**** DOCUMENT EXCERPT

# GW-BSE: the singlet-triplet (S_{0}-T_{1}) gap of Benzene¶

In a GW-Bethe-Salpeter Equation (GW-BSE) calculation a GW calculation is performed to calculate single-particle energies and the screened electron-electron interaction which are then used to calculate optical excitation energies.

The singlet-triplet gap of Benzene is defined here as the energy difference between the ground state energy and the lowest excited triplet state, \(\Delta E = E(T_{\mathrm{1}}) - E(S_{\mathrm{0}})\). Here vibrational effects and geometry relaxation are not taken into account. At the moment this is also not possible to take into account at the BSE level.

Using an all electron TZ2P basis set is typically sufficient for BSE calculations, where excitation energies are calculated. Remark: to obtain good quasi-particle energies one typically needs to use larger basis sets.

The cheapest method for BSE is G_{0}W_{0}-BSE, but then it is important to choose the right starting point.
Recommended for G_{0}W_{0}-BSE is to use a hybrid functional with 40-50% Hartree-Fock exchange, and not, for example, PBE or LDA.
Self-consistent methods improve the starting point dependence.
For best precision and least starting point dependence qsGW-BSE is the recommended method, but this method has higher requirements on numerical settings than the other BSE methods.
A useful alternative may be evGW-BSE, which is more starting point dependent than qsGW-BSE, but less than G_{0}W_{0}-BSE.

********
**** SOURCE DATA

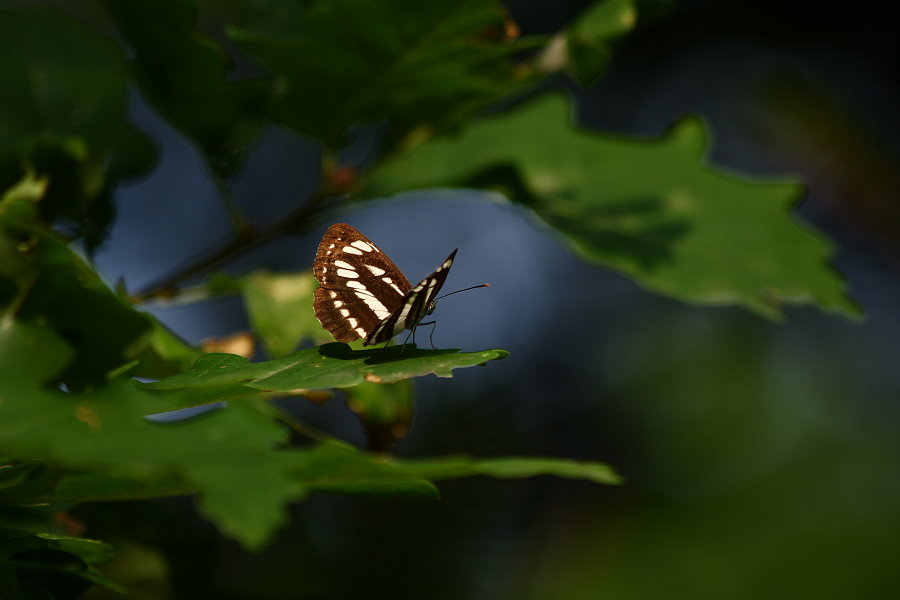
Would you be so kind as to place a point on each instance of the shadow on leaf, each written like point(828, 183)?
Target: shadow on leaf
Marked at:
point(377, 356)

********

* _TASK OBJECTIVE_: Carry on the GW-BSE text on the singlet-triplet gap of benzene, starting after its last sentence. The data above is separate from the GW-BSE text and isn't part of it.

* _OUTPUT FOR THIS TASK_:
Warning

In AMS2023.102 (or bug fixed AMS2023 binary with r112249 or higher) a bug was fixed regarding GW. An incorrect Fermi energy was used, which also affects BSE. See also the ADF manual on GW.

The results presented here use the bug fixed binary, which affected the results presented in this Tutorial by less than 0.1 eV.

## Summary of results¶

**Experimental singlet-triplet gap of benzene**: 3.66 eV

The calculation time is an example for a typical compute node.

Method |
Starting point |
Singlet-triplet gap (eV) |
Calculation time (s) |
---|---|---|---|

G |
PBE |
3.32 |
45 |

G |
PBE0 (40% HF exchange) |
3.61 |
50 |

evGW-BSE |
PBE |
3.45 |
104 |

evGW-BSE |
PBE0 (40% HF exchange) |
3.60 |
102 |

qsGW-BSE |
PBE |
3.71 |
135 |

qsGW-BSE |
PBE0 (40% HF exchange) |
3.71 |
118 |

## G_{0}W_{0}-BSE¶

We start with G_{0}W_{0}-BSE, a method that is starting point dependent. Typically what works best in this case is too use a hybrid functional with around 40-50% Hartree-Fock exchange. Here we will use PBE0, where we manually change the amount of HF exchange to 40%, and we call this modified functional PBE0_40.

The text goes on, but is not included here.